**Selected excerpt:**
20200805122231.23313-3-chris@chris-wilson.co.uk (mailing list archive)

State

New, archived

Headers

DMARC-Filter: OpenDMARC Filter v1.3.2 mail.kernel.org 1BECE22D05
From: Chris Wilson <chris@chris-wilson.co.uk>
To: intel-gfx@lists.freedesktop.org
Date: Wed,  5 Aug 2020 13:21:56 +0100
Message-Id: <20200805122231.23313-3-chris@chris-wilson.co.uk>
In-Reply-To: <20200805122231.23313-1-chris@chris-wilson.co.uk>
References: <20200805122231.23313-1-chris@chris-wilson.co.uk>
MIME-Version: 1.0
Subject: [Intel-gfx] [PATCH 02/37] drm/i915/gt: Protect context lifetime
 with RCU
Precedence: list
Cc: Chris Wilson <chris@chris-wilson.co.uk>
Content-Type: text/plain; charset="us-ascii"
Content-Transfer-Encoding: 7bit
Errors-To: intel-gfx-bounces@lists.freedesktop.org
Sender: "Intel-gfx" <intel-gfx-bounces@lists.freedesktop.org>

Series

Replace obj->mm.lock with reservation_ww_class | expand

Commit Message

Chris Wilson Aug. 5, 2020, 12:21 p.m. UTC

Allow a brief period for continued access to a dead intel_context by
deferring the release of the struct until after an RCU grace period.

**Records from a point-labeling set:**

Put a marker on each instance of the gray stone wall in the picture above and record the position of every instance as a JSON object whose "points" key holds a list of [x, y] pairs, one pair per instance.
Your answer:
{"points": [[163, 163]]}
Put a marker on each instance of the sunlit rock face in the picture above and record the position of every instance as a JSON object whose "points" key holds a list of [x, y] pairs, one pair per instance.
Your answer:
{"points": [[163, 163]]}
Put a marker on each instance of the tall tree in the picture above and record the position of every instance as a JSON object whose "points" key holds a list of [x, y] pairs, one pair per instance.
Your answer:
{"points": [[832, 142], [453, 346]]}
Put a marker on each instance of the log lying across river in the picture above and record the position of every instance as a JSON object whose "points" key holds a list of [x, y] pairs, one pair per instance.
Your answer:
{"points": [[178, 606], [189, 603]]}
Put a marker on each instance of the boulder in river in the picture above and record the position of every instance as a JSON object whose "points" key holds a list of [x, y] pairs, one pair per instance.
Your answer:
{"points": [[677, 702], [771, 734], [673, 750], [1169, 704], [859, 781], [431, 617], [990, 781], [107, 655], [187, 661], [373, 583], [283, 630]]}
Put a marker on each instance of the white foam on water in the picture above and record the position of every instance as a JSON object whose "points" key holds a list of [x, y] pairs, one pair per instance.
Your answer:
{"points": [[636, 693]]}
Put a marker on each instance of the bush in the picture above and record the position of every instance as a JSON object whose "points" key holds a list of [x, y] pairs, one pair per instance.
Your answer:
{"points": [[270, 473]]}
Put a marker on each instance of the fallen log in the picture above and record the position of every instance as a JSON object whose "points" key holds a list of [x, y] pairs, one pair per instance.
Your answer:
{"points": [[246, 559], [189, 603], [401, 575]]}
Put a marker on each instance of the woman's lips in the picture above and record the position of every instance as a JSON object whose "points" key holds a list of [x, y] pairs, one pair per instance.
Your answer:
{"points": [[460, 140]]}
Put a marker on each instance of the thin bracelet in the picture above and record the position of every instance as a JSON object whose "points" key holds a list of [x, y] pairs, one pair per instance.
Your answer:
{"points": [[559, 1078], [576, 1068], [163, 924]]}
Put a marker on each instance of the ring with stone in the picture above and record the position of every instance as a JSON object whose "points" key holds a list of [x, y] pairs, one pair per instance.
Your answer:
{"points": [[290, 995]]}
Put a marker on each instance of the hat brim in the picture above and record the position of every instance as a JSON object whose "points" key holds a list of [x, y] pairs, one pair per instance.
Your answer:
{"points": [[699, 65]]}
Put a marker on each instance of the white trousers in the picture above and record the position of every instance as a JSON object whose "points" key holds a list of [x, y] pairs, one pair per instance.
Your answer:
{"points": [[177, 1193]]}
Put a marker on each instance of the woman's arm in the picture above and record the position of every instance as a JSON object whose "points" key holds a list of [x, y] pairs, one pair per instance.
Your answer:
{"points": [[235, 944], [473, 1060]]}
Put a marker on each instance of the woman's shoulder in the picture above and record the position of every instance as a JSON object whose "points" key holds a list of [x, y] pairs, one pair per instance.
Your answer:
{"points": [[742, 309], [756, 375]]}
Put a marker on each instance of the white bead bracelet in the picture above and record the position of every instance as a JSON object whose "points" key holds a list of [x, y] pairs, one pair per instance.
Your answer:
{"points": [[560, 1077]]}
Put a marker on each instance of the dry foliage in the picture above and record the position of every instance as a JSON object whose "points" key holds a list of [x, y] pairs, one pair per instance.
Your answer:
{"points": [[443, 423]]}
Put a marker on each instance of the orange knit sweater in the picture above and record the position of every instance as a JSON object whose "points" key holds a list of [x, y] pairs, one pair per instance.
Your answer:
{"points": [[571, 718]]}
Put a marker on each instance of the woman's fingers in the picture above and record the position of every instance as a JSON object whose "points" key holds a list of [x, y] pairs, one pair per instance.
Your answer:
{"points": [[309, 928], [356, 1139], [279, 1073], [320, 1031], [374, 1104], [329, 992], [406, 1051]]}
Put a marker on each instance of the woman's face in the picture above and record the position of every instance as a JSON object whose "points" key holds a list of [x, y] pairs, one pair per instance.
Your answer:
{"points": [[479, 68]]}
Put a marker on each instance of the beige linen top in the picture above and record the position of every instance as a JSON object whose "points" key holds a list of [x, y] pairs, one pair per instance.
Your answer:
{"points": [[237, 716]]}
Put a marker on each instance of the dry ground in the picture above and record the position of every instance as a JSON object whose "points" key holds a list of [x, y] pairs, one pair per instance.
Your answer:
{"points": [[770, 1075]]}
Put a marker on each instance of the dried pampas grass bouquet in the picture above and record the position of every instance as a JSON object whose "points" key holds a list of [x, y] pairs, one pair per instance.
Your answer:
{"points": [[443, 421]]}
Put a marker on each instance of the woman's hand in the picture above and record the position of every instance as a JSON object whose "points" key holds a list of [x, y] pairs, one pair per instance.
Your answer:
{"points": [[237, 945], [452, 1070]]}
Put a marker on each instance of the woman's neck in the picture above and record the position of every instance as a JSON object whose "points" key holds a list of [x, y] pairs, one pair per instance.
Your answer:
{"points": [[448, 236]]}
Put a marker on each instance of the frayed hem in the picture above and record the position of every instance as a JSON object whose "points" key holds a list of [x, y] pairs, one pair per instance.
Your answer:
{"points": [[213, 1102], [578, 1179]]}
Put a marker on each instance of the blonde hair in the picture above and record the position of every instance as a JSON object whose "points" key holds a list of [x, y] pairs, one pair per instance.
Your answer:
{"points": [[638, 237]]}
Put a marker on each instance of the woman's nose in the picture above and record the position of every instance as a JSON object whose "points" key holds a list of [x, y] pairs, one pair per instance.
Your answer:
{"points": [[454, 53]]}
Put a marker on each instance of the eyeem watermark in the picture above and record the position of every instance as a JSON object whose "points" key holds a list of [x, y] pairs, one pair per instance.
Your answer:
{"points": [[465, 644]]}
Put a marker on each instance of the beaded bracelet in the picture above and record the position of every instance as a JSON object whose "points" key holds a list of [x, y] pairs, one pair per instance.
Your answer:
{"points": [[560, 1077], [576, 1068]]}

**Required actions:**
#1 How many lines of the listing contain the string "woman", matching case? Give only the number.
#2 Resume the patch email on protecting context lifetime with RCU, starting right after its last sentence.

**Answer set:**
#1 8

#2
As we are using a dedicated slab cache for the contexts, we can defer
the release of the slab pages via RCU, with the caveat that individual
structs may be reused from the freelist within an RCU grace period. To
handle that, we have to avoid clearing members of the zombie struct.

Signed-off-by: Chris Wilson <chris@chris-wilson.co.uk>
---
 drivers/gpu/drm/i915/gt/intel_context.c | 330 +++++++++++++-----------
 drivers/gpu/drm/i915/i915_active.c      |  10 +
 drivers/gpu/drm/i915/i915_active.h      |   2 +
 drivers/gpu/drm/i915/i915_utils.h       |   7 +
 4 files changed, 202 insertions(+), 147 deletions(-)

Comments

Tvrtko Ursulin Aug. 5, 2020, 3:03 p.m. UTC | #1

On 05/08/2020 13:21, Chris Wilson wrote:
> Allow a brief period for continued access to a dead intel_context by
> deferring the release of the struct until after an RCU grace period.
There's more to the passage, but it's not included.